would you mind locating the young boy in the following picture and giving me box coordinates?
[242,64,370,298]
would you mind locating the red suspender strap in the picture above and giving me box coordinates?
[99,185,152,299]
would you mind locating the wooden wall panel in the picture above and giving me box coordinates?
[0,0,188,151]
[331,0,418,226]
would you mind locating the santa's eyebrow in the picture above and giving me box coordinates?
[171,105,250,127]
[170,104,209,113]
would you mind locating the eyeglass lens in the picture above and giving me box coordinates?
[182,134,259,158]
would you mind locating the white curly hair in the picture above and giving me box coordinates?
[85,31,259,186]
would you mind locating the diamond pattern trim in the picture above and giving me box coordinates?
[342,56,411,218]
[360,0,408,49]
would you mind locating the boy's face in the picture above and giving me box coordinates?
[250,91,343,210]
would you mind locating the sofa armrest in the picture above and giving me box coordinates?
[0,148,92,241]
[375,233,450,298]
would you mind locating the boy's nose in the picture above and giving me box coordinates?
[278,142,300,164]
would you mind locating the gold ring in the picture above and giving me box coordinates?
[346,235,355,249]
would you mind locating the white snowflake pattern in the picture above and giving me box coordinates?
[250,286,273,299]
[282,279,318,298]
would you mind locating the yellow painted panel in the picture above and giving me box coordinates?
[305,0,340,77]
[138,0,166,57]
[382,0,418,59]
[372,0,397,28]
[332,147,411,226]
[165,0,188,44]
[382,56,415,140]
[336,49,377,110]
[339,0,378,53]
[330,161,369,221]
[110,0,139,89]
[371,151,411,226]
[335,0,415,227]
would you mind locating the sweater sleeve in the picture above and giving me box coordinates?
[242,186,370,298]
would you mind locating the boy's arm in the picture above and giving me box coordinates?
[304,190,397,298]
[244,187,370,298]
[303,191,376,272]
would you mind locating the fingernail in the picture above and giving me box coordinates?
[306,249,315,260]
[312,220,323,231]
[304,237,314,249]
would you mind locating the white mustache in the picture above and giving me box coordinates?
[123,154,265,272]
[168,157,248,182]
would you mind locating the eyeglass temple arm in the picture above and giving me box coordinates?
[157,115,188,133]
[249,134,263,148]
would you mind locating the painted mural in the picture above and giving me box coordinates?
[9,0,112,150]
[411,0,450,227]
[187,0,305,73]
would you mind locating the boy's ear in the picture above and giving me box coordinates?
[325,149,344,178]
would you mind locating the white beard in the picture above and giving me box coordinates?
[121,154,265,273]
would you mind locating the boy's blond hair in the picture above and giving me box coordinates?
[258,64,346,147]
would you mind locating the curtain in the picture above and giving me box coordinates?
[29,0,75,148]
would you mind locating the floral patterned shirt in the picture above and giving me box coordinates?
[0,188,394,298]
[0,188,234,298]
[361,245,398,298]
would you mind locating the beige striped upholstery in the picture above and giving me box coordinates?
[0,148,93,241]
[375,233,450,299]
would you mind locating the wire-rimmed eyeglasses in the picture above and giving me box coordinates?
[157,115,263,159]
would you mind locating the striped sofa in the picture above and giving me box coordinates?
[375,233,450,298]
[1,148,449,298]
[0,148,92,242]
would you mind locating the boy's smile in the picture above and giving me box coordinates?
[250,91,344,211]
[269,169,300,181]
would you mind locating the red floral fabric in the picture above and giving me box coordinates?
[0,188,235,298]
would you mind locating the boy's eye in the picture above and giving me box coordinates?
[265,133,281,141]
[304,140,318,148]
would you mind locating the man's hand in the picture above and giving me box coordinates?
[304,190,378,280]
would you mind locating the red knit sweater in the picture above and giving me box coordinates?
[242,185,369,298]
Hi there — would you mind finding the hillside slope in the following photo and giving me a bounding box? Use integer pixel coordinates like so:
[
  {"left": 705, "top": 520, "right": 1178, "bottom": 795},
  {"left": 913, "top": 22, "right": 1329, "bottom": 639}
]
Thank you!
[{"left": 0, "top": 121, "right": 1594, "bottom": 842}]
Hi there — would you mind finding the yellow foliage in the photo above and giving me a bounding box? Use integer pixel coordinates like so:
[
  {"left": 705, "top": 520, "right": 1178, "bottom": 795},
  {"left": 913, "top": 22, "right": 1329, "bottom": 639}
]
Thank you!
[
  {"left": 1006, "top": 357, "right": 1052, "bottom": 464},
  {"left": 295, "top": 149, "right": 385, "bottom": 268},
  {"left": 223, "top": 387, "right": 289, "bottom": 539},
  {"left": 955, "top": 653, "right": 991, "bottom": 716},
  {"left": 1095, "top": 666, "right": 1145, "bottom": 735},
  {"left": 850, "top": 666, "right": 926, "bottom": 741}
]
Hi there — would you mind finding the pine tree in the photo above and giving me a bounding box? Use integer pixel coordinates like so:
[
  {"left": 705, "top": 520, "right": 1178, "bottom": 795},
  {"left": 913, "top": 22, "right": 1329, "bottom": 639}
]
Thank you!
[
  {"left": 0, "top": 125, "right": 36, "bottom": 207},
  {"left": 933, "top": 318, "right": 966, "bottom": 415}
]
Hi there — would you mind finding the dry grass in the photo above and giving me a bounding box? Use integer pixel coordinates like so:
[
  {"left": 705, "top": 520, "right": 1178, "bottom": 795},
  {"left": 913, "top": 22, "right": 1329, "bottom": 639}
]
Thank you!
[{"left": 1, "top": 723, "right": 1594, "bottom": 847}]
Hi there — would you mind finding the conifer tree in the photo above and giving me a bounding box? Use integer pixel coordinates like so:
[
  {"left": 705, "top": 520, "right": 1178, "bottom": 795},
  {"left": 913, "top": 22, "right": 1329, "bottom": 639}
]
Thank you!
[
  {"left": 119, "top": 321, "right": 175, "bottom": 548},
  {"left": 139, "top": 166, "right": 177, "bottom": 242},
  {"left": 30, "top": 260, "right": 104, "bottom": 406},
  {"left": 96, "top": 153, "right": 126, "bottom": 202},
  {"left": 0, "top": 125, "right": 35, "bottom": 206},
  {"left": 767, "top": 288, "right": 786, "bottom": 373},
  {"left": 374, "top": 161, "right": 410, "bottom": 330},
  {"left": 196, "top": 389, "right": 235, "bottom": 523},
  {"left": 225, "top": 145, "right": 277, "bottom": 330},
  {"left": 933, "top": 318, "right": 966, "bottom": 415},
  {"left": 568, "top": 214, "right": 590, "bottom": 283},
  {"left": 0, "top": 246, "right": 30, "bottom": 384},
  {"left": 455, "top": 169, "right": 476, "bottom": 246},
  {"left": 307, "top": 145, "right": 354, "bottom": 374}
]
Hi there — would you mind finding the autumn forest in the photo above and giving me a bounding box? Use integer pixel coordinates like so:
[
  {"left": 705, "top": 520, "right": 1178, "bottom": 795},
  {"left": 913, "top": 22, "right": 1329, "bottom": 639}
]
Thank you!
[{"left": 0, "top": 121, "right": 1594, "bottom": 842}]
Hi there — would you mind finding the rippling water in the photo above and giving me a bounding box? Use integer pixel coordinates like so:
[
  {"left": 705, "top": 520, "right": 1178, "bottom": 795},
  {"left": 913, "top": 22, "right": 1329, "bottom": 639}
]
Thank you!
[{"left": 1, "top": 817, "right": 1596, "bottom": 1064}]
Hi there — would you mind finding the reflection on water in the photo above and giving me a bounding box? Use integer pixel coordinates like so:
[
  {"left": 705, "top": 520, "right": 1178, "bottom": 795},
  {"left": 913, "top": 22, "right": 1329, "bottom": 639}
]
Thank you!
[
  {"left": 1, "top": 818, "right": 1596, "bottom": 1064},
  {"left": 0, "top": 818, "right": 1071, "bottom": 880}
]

------------------------------------------------------------

Your task
Go through the entries above and count the lines holding the word "photo"; write nothing but the number.

Response
8